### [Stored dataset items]
........
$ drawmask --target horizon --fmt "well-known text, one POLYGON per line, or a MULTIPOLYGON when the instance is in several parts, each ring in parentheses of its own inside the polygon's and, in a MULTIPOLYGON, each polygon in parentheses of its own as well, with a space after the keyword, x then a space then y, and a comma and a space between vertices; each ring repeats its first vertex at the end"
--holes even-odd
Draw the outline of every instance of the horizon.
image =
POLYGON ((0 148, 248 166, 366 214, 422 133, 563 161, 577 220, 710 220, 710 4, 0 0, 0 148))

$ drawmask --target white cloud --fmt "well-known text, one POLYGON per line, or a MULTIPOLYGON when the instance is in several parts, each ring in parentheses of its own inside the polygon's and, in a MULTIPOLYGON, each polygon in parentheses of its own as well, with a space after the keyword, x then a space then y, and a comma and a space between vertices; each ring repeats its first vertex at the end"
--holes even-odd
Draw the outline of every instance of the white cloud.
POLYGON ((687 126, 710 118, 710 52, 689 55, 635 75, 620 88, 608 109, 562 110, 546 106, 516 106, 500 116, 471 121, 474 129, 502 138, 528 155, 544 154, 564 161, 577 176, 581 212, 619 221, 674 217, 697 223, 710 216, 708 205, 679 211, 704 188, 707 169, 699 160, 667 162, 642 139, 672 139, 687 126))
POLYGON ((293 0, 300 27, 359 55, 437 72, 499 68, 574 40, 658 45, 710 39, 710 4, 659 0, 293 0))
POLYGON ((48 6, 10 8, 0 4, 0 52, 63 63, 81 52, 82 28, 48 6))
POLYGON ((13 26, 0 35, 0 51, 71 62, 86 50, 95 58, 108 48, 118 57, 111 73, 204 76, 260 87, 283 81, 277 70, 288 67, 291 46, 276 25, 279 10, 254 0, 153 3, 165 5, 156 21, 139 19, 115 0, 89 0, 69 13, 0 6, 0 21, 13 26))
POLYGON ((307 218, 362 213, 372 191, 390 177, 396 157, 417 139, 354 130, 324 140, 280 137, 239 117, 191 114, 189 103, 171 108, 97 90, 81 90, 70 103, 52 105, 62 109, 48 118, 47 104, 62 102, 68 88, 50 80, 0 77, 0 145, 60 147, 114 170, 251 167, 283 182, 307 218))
........
### [Requirements]
Work out how many of the lines above contain the word "outline", and give only that number.

### [Written answer]
2